[Rows from a segmentation dataset]
☆ ☆ ☆

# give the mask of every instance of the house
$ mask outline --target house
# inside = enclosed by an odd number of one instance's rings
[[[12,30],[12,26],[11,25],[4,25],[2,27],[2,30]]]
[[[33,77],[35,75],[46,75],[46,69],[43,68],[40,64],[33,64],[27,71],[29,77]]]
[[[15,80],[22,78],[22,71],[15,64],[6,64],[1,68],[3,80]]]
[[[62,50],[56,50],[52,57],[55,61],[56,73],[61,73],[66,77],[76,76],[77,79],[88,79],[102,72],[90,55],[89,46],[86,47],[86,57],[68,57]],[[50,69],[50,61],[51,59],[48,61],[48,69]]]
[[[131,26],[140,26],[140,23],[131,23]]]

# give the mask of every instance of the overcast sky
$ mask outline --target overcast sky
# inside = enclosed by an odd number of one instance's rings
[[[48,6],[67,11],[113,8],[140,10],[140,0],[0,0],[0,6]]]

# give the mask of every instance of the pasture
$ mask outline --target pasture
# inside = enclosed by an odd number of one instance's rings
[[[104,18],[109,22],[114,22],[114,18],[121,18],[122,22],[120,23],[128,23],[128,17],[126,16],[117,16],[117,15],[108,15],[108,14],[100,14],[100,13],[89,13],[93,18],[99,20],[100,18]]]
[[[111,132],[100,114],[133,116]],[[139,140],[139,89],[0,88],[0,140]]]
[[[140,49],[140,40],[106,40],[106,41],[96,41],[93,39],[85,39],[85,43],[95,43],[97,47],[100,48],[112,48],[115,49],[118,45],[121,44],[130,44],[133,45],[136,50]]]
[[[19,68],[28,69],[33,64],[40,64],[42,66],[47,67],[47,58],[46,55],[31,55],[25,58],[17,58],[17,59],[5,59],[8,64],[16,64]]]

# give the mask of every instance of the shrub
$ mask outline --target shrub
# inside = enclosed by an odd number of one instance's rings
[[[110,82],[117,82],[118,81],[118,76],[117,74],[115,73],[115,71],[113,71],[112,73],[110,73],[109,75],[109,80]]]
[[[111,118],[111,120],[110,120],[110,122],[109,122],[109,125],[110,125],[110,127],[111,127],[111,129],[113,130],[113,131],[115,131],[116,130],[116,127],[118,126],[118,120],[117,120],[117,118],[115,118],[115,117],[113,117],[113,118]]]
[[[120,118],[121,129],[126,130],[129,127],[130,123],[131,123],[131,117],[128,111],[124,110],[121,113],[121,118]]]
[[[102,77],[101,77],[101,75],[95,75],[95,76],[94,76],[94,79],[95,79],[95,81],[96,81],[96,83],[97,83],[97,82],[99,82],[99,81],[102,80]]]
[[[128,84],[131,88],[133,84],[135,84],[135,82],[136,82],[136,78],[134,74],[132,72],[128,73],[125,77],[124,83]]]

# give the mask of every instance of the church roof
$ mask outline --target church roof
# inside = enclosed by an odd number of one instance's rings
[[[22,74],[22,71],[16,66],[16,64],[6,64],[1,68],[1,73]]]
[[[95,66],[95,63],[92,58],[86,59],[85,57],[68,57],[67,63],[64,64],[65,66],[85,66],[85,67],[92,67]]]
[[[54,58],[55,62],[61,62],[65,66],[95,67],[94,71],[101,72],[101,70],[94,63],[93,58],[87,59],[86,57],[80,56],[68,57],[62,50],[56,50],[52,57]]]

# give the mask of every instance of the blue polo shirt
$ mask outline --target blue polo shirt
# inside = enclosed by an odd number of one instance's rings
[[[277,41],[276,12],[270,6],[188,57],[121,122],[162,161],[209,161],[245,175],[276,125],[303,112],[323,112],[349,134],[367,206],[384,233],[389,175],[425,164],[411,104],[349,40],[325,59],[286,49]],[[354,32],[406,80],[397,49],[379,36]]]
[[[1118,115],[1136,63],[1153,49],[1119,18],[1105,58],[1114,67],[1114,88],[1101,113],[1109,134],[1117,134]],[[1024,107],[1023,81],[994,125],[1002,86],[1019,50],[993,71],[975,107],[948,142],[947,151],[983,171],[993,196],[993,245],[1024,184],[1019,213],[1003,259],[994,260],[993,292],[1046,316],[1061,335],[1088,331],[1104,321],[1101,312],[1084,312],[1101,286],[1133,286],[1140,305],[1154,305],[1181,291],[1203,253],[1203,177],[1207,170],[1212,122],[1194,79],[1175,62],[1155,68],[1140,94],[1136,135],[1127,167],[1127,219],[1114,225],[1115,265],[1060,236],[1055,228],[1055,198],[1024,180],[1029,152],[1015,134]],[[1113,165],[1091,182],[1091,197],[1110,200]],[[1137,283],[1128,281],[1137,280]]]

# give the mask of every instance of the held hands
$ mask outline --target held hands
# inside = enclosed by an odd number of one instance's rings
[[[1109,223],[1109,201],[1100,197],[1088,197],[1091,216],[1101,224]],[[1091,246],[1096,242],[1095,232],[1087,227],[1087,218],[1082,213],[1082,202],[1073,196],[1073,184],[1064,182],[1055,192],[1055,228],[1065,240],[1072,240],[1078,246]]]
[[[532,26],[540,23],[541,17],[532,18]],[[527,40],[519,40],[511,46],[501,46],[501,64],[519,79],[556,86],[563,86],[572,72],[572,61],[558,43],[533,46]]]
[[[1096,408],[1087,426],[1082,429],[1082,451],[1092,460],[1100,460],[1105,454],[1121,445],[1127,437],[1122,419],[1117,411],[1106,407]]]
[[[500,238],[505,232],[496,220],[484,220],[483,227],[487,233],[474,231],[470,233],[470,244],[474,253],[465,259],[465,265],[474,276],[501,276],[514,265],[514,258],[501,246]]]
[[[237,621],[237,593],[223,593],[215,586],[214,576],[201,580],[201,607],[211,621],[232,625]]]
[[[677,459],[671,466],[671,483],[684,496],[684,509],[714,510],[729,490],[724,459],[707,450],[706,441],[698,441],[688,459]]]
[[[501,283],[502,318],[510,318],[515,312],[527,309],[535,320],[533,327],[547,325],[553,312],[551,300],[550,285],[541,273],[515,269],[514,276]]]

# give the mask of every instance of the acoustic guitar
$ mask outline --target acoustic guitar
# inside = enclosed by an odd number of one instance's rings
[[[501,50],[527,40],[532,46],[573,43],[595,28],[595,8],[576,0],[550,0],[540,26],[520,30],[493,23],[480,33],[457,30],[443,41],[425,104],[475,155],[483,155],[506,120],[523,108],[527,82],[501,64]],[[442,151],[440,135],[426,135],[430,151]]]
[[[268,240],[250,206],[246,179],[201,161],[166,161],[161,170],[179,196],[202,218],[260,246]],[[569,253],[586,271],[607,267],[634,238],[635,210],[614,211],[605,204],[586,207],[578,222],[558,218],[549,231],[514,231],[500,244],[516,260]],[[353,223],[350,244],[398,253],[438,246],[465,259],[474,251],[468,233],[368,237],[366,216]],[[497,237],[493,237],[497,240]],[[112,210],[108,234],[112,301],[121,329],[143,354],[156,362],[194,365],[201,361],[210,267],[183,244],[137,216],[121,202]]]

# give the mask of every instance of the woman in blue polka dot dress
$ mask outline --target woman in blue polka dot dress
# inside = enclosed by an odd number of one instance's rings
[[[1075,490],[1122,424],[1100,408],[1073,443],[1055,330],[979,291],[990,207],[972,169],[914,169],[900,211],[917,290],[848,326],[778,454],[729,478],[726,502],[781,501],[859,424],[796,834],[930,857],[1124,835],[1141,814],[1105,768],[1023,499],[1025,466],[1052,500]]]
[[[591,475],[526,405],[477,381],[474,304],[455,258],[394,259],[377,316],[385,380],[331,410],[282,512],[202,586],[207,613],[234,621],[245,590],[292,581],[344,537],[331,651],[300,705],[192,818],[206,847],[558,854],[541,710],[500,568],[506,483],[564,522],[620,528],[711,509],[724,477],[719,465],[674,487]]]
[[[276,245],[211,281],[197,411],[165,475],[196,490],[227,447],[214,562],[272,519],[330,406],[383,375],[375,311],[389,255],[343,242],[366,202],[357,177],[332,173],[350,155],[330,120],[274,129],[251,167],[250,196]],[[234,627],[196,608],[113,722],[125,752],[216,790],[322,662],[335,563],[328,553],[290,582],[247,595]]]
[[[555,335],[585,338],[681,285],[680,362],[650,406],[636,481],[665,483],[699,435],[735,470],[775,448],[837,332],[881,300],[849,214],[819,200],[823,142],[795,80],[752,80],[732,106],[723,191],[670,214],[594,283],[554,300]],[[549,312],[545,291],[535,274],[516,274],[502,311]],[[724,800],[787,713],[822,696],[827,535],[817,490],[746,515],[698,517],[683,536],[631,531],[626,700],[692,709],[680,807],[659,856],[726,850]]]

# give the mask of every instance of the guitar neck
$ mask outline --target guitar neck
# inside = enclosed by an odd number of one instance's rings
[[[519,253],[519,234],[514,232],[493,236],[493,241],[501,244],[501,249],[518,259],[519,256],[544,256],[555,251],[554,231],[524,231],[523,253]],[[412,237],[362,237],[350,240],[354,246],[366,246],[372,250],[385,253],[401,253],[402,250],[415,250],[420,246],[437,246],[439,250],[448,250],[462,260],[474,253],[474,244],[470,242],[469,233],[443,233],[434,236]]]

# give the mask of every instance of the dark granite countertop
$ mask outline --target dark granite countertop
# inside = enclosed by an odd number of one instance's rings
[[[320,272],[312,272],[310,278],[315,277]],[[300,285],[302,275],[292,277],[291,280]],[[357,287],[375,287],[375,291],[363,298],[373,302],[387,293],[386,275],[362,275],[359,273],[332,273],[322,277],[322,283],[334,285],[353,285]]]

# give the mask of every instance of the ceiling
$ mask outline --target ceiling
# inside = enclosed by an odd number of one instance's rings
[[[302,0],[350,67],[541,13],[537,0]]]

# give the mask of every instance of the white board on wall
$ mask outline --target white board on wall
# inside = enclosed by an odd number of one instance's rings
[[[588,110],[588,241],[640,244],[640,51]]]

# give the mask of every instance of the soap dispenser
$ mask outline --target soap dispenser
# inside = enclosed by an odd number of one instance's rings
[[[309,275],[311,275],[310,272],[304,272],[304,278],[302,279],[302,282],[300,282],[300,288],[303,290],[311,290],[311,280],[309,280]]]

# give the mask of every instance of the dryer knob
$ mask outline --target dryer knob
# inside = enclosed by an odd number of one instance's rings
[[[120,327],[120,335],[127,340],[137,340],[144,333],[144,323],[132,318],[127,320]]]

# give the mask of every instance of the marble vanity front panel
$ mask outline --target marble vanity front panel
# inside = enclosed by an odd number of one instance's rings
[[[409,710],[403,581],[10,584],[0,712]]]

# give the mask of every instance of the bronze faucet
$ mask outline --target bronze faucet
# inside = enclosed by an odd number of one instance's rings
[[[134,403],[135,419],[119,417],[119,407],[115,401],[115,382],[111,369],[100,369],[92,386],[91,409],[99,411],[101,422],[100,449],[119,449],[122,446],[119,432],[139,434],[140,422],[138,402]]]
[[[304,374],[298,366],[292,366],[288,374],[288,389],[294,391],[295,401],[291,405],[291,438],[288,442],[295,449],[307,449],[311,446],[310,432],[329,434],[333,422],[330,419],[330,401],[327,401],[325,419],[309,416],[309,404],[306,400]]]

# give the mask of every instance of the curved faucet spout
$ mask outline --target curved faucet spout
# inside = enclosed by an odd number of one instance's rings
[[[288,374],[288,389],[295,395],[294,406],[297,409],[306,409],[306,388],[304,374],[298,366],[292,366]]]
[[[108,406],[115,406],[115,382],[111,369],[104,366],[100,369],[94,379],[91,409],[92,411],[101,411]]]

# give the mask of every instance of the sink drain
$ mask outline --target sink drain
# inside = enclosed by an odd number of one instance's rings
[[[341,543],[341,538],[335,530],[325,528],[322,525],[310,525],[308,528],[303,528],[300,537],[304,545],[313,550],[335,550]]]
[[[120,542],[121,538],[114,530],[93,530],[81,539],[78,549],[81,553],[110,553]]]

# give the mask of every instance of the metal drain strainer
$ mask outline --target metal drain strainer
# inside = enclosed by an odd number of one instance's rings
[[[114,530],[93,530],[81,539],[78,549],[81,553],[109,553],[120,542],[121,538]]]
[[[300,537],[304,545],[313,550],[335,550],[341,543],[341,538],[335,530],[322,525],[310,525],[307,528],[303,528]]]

☆ ☆ ☆

Please repeat the lines starting at the one containing "# give the mask of every instance of the marble" and ending at the one containing "[[[409,710],[403,581],[10,584],[0,712]]]", swapping "vanity" for "cabinet" and leaving everything else unchanged. Return only those lines.

__Task answer__.
# give the mask of every instance of the marble cabinet front panel
$ mask outline --target marble cabinet front panel
# inside = enclosed by an odd number of one instance's rings
[[[409,710],[403,581],[10,584],[0,712]]]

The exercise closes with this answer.